#### [PROBLEM REQUIREMENTS]
From the material below, extract every line that contains the word "tree" and copy each one unchanged.

------------------------------------------------------------------------

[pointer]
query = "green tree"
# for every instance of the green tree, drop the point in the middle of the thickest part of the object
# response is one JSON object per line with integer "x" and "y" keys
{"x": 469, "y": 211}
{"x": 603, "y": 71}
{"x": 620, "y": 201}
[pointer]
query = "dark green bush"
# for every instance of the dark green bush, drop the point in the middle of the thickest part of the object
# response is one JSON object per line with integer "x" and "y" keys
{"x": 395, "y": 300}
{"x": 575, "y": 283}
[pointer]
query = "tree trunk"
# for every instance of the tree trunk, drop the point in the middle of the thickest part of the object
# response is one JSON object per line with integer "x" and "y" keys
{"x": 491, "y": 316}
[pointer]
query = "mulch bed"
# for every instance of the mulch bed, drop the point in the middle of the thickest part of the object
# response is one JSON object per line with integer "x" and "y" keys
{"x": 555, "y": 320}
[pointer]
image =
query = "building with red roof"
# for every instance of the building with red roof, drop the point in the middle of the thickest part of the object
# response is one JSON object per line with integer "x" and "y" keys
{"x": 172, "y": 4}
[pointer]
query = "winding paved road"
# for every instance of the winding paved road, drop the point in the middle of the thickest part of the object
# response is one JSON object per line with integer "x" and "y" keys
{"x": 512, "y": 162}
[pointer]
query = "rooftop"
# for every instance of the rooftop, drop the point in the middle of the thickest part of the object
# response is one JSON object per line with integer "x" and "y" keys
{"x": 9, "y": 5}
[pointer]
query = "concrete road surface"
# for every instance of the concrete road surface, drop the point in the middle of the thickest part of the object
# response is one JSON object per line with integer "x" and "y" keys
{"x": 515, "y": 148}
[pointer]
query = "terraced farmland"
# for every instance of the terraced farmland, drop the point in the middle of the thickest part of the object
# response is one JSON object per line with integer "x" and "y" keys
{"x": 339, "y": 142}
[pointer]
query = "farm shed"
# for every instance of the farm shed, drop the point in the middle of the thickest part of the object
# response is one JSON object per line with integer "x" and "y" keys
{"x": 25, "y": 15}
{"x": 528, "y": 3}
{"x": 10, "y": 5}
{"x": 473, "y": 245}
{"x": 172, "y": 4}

------------------------------------------------------------------------

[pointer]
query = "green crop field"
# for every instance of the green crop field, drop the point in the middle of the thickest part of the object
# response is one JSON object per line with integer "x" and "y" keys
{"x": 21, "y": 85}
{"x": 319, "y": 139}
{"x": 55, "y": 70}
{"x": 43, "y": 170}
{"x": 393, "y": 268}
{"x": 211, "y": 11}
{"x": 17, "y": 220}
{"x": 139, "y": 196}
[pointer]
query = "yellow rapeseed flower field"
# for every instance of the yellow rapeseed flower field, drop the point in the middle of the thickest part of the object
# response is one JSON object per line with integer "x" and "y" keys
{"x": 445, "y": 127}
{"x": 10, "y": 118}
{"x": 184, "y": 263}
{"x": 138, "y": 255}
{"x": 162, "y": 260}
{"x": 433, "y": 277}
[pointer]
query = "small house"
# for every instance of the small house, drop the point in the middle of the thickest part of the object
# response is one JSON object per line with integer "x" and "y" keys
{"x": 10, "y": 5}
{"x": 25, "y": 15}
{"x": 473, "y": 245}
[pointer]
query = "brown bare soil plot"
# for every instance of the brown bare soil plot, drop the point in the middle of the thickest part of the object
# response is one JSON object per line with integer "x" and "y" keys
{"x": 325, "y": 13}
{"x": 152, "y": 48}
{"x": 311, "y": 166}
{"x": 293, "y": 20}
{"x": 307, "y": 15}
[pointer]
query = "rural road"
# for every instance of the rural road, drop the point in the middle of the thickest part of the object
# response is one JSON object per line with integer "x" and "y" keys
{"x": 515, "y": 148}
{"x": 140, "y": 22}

------------------------------------------------------------------------

#### [COMPLETED EXERCISE]
query = "green tree"
# for every instance of the green tree, drop the point in the middle of the thickest part of the object
query = "tree trunk"
# for every instance of the tree trunk, drop the point in the middle of the thickest part of the object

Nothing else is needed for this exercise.